Travail demandé:
1. Répondez aux questions suivantes à partir du texte sur le manteau terrestre :
(a) À quelle profondeur approximative l’olivine se transforme-t-elle en wadsleyite ?
(b) En quels deux minéraux la ringwoodite se décompose-t-elle ?
(c) Au cours de quelle décennie une possible explication a-t-elle été proposée ?
2. Prolongez le texte sur le manteau terrestre à partir de sa dernière phrase.

Texte retenu:
|---|

Un monde souterrain encore très mystérieux

Une grande partie du manteau de la planète est constituée d’un minéral appelé olivine. Et plus on s’enfonce, plus les pressions amènent les atomes d’olivine à se réorganiser en une structure différente. À environ 155 km de profondeur, le minéral se transforme en wadsleyite. Encore 100 km plus loin, la wadsleyite se réorganise à nouveau en ringwoodite. Enfin, à environ 680 km sous la surface, la ringwoodite se décompose en deux minéraux, la bridgmanite et la périclase.

Or, toutes ces phases minérales se comportent différemment. Au fur et à mesure que l’olivine se transforme à plus haute pression, elle devient en effet plus susceptible de se plier et moins susceptible de se briser, ce qui pourrait conduire à la formation de tremblements de terre. C’est la raison pour laquelle un tel événement à une telle profondeur interroge les chercheurs.

Une possible explication avait toutefois été proposée dans les années 80. Des chercheurs avaient en effet découvert dans le cadre d’expériences que les phases minérales d’olivine n’étaient pas aussi nettes qu’on ne le pensait. Dans certaines conditions, l’olivine pourrait notamment « sauter » la phase de wadsleyite pour se réorganiser directement en ringwoodite. Au moment de cette transition et sous une pression suffisante, le minéral pouvait alors se briser au lieu de se plier.

|---|

Lignes d’un jeu de données d’annotation par boîtes:
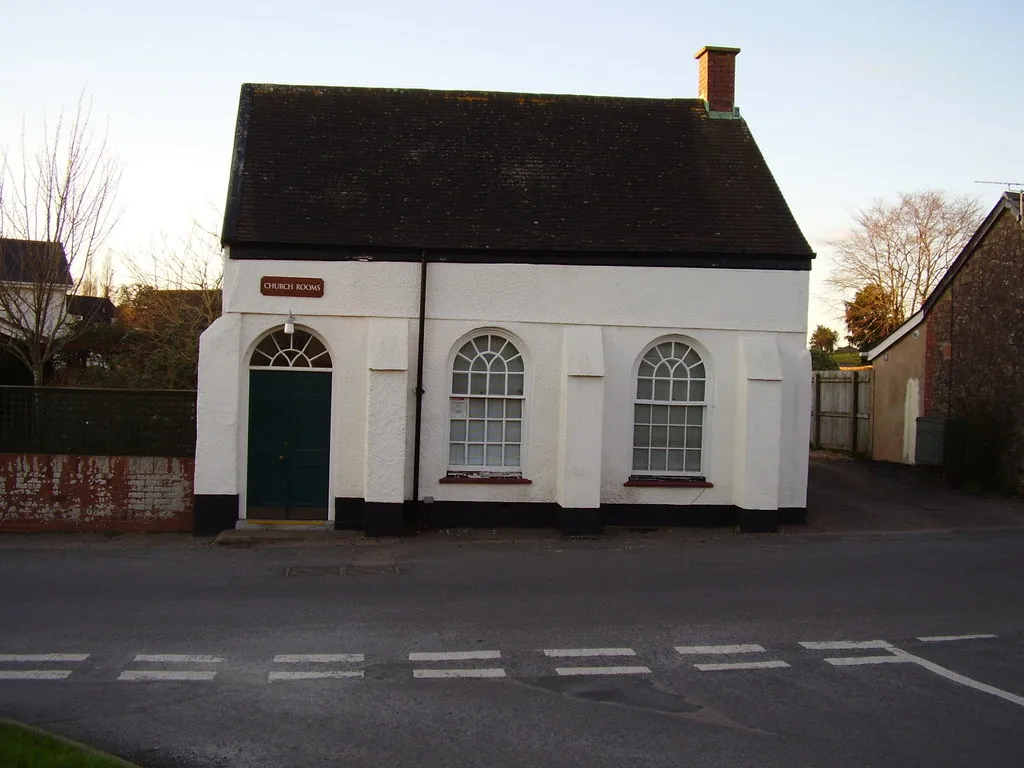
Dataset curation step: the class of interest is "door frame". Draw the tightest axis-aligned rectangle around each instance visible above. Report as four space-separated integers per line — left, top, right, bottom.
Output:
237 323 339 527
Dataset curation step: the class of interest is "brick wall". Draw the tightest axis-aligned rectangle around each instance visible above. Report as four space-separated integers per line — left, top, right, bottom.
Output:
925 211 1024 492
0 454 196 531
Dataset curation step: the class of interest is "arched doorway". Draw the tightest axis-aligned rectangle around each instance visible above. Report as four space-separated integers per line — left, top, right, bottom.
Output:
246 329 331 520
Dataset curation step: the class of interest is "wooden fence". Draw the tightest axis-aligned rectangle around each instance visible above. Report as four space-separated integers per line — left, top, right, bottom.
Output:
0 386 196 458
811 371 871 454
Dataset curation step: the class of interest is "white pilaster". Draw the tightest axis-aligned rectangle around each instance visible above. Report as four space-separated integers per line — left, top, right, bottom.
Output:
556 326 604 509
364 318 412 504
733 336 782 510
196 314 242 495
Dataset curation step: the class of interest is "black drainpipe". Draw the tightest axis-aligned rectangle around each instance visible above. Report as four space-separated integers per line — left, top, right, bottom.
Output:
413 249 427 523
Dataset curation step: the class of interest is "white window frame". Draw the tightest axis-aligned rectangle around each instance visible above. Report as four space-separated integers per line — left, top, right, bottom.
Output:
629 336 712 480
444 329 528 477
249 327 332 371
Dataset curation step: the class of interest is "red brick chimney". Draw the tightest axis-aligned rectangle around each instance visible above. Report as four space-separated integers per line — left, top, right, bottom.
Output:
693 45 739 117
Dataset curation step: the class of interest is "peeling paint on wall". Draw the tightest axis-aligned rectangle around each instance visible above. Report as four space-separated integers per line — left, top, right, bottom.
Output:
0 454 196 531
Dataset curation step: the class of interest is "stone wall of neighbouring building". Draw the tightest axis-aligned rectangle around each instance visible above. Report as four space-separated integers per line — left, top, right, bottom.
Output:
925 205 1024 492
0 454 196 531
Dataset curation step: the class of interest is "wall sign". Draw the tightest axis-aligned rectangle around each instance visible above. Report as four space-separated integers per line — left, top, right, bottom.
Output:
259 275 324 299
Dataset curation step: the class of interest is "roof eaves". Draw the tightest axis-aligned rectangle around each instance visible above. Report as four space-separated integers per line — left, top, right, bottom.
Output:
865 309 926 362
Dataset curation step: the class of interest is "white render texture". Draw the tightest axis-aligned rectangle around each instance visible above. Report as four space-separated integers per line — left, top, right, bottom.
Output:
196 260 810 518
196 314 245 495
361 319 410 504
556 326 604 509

|---|

Réponses successives:
1.
(a) À environ 155 km de profondeur.
(b) En bridgmanite et en périclase.
(c) Dans les années 80.

2.
Cette étude, publiée à l’époque dans la revue Nature, est intéressante. Néanmoins, elle ne peut pas expliquer les tremblements de terre prenant leur origine à ente 155 km et 255 km de profondeur. Le nouveau séisme des îles Bonin est quant à lui beaucoup plus profond.

Une autre possibilité serait que les minéraux se comportent différemment dans la région. La croûte continentale qui plonge vers le centre de la Terre serait ici beaucoup plus froide que les matériaux environnants, ce qui signifie que les minéraux de la région pourraient ne pas être assez chauds pour achever les changements de phase auxquels ils sont censés faire face à une pression donnée. Dans ces conditions, l’olivine resterait alors de l’olivine.

Cela pourrait expliquer pourquoi un tremblement de terre pourrait provenir de la croûte inférieure : il n’y fait tout simplement pas aussi chaud que les scientifiques s’y attendent. Le matériau serait alors suffisamment froid pour accumuler suffisamment de stress permettant la libération soudaine d’un tremblement de terre.